Goal:
Please show every line from the rows below that contains the word "crest". Case counts.

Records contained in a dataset
....

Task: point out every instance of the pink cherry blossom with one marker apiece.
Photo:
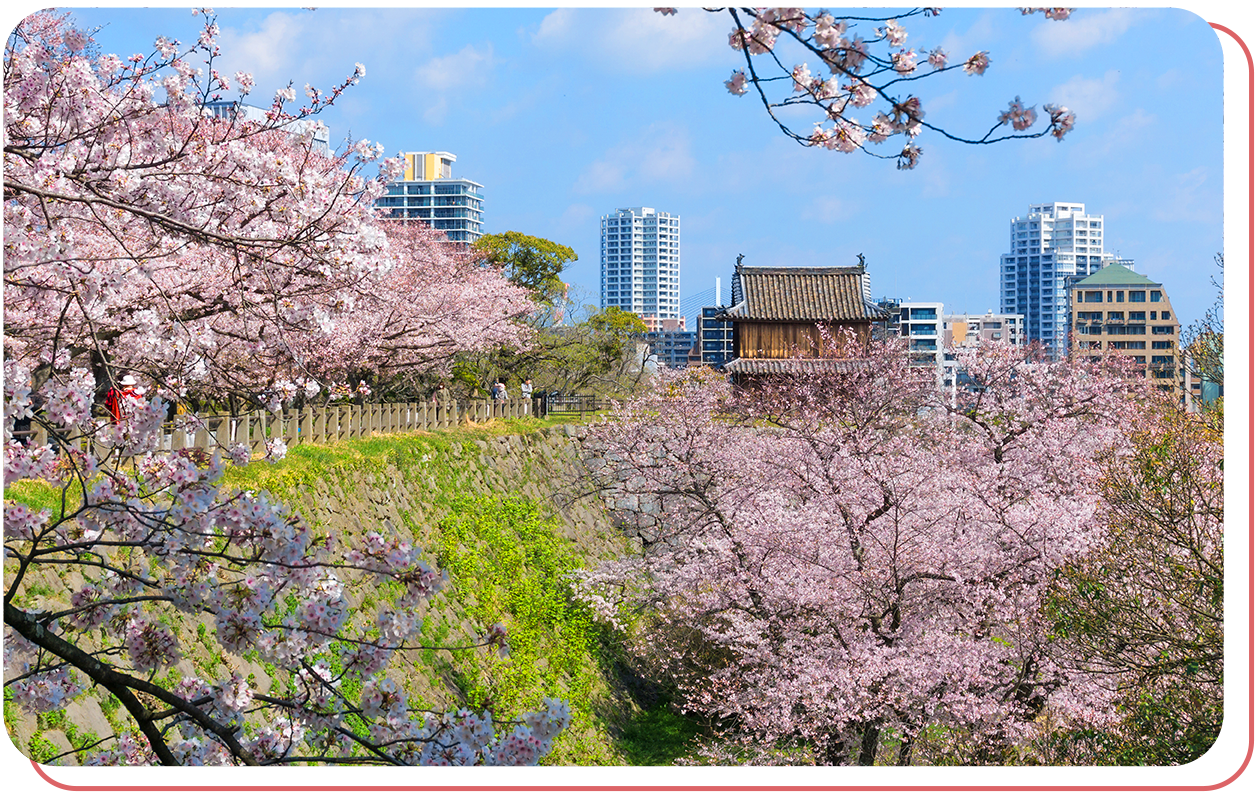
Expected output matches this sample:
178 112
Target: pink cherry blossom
978 63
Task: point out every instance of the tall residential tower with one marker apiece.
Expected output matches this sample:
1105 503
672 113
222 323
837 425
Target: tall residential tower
427 190
642 266
1049 248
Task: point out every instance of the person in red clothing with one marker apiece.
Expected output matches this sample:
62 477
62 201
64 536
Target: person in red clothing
117 402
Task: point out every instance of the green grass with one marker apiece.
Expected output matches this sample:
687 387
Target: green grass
508 563
502 553
657 736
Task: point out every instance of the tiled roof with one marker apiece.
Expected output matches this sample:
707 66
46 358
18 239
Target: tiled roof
803 293
1116 275
790 365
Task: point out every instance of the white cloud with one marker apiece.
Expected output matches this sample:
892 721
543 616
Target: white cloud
448 74
637 40
269 53
659 154
827 210
321 47
1082 32
1186 200
1087 97
576 217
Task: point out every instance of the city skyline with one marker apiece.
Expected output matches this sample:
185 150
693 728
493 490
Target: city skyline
542 111
640 266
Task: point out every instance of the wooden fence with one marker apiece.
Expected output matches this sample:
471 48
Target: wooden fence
326 424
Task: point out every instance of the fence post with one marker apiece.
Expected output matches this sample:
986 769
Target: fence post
201 439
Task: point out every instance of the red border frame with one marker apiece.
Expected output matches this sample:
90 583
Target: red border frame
1237 777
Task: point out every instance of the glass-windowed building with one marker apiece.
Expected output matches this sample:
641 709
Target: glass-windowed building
429 191
642 264
1049 248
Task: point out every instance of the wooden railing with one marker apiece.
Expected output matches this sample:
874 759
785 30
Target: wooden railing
326 424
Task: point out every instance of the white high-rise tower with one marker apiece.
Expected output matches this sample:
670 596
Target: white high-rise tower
642 266
1051 247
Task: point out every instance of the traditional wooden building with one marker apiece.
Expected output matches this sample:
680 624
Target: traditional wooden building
783 315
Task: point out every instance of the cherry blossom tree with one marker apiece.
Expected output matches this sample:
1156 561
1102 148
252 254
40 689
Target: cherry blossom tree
840 69
144 234
1146 608
842 560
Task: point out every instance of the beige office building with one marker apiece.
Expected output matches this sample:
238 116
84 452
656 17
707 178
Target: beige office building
1118 309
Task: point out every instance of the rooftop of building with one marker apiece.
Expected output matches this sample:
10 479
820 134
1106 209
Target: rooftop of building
1116 275
803 293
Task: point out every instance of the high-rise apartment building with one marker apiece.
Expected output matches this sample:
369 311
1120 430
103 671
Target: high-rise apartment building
642 264
429 191
969 329
1049 248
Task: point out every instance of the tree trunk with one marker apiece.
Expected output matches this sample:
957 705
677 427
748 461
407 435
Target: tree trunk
869 744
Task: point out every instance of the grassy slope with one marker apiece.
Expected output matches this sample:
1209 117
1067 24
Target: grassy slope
492 514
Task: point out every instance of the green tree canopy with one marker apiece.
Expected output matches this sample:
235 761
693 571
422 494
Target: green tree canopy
528 261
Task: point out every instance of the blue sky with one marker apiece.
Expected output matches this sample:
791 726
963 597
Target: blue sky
566 115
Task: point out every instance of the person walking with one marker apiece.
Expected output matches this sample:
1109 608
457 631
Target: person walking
120 400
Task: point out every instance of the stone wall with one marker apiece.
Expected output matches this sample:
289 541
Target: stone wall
545 467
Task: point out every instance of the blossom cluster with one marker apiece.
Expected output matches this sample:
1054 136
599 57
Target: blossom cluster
209 257
859 74
859 546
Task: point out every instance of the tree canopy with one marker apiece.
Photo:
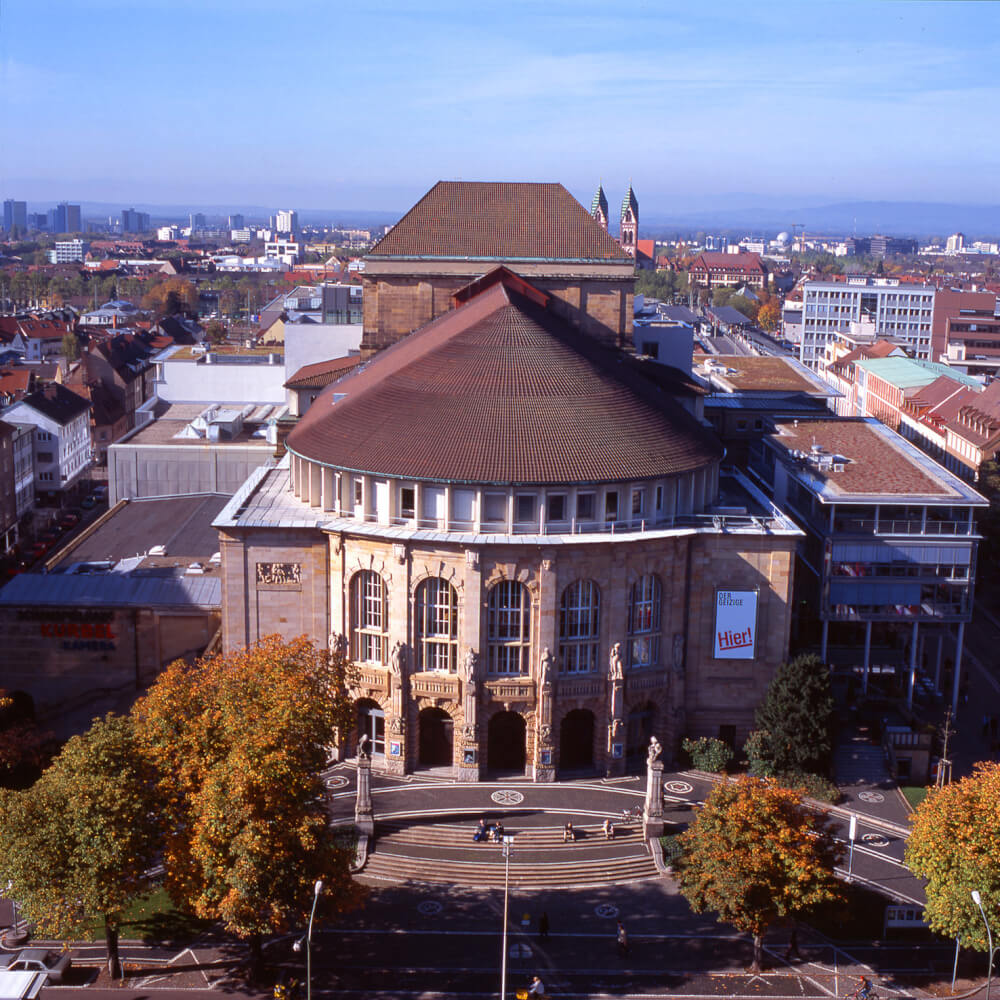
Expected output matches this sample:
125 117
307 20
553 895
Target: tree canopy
77 844
797 716
755 854
954 845
238 743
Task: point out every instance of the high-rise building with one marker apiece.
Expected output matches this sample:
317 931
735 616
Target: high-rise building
134 222
15 215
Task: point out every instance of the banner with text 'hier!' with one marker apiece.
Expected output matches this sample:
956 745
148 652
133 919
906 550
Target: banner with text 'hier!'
735 624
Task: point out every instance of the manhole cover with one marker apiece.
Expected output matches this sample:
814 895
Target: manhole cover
678 787
507 797
875 840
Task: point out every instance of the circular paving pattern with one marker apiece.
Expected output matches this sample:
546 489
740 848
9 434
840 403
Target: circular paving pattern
507 797
678 787
875 840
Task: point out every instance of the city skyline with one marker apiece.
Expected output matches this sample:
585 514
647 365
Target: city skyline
366 106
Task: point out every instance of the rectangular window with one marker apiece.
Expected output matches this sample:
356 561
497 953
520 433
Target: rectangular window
525 507
407 502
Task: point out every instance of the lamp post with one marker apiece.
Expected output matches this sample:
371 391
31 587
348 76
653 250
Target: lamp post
317 889
978 900
507 841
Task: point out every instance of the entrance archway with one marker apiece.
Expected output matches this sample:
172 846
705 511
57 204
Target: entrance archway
576 740
638 730
371 723
505 745
436 738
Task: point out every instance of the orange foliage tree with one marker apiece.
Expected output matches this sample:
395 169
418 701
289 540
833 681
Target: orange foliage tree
238 743
755 854
955 845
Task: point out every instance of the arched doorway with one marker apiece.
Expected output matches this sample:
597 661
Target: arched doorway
371 723
638 730
436 738
505 748
576 740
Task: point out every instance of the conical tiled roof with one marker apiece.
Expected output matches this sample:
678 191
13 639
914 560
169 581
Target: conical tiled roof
501 390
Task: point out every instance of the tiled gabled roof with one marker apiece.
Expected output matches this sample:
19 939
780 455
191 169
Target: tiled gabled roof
501 390
498 221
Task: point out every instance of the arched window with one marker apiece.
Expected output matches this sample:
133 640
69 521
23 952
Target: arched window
437 626
369 618
644 622
579 627
508 628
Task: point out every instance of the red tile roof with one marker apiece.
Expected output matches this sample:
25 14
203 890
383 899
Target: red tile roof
502 391
498 221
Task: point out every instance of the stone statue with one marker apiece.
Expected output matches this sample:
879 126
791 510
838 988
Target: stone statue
546 666
397 659
616 669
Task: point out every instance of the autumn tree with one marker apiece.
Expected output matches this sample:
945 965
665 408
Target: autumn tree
755 855
796 717
953 844
238 743
77 844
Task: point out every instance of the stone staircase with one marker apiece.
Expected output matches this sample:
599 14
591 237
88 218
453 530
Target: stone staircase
416 850
858 761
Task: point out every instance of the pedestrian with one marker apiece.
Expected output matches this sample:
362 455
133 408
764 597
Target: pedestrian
622 939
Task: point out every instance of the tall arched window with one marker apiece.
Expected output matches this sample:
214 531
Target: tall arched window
508 628
579 627
437 625
369 618
644 622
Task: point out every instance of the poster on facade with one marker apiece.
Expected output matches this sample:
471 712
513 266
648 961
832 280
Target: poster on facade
735 624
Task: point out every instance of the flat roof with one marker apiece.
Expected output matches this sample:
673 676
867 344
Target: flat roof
172 418
767 374
880 466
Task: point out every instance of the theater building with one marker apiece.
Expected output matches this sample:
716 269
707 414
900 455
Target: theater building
526 542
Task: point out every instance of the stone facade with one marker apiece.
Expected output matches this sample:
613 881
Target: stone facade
590 720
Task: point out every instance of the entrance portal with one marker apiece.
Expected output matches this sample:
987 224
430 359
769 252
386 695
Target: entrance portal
576 740
436 738
505 745
371 723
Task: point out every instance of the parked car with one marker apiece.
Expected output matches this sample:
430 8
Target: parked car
53 963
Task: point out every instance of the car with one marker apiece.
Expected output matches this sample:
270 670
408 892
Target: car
54 964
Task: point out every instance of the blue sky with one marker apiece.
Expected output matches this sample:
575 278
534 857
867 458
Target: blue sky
365 103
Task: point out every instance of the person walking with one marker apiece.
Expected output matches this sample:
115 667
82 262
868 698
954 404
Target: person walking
622 939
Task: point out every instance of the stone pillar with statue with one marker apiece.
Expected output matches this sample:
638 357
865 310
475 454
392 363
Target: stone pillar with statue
544 755
652 813
615 759
468 763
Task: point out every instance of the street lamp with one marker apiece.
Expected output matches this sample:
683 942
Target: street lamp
978 900
508 840
297 946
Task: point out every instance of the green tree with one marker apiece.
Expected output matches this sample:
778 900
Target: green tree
954 845
797 715
238 741
77 843
755 855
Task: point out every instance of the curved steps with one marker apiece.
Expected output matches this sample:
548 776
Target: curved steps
444 853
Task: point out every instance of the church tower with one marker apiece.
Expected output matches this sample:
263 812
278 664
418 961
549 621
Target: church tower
630 222
599 207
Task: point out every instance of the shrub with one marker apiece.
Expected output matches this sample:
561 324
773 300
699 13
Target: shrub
708 754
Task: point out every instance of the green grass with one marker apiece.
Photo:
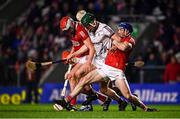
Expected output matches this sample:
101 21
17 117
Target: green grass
46 111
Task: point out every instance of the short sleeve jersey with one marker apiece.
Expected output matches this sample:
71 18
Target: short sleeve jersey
78 39
118 58
101 40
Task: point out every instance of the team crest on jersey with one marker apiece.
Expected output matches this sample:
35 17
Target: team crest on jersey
75 43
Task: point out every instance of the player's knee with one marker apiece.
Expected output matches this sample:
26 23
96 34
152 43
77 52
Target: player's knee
78 74
103 90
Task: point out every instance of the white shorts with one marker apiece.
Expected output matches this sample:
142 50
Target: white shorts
111 72
83 59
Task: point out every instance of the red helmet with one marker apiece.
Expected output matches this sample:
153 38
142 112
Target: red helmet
66 23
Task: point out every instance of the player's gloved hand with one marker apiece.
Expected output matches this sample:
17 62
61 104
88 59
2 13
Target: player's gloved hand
126 33
66 75
113 48
87 67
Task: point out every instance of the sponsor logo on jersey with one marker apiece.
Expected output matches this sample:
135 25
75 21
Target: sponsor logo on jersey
75 43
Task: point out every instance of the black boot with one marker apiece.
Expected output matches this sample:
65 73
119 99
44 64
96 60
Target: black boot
106 104
89 99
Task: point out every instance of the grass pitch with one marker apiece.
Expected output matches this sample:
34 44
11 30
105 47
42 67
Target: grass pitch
47 111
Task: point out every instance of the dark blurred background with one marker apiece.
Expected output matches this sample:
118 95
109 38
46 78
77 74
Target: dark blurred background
30 29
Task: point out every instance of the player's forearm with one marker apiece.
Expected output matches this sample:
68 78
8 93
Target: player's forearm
72 50
91 54
121 45
82 50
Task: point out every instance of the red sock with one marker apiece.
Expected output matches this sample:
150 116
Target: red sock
101 97
68 98
73 101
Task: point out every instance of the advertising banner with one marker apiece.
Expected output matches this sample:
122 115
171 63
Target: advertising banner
148 93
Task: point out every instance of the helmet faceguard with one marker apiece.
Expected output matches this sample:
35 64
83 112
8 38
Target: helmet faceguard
66 23
89 21
80 14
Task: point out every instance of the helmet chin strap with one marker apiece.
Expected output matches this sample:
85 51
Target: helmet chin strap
93 24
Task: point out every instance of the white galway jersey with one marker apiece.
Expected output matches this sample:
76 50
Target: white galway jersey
101 40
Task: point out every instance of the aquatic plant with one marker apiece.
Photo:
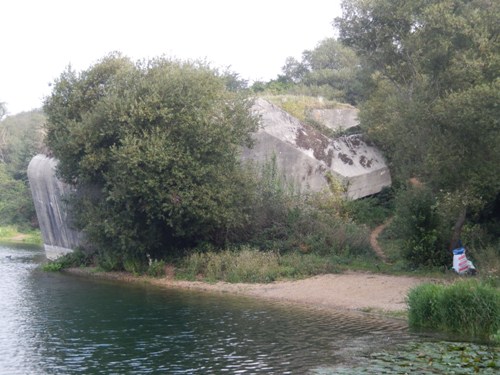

....

Full output:
Task: point out every instance of the team crest on jersey with one marker apiece.
Target: team crest on jersey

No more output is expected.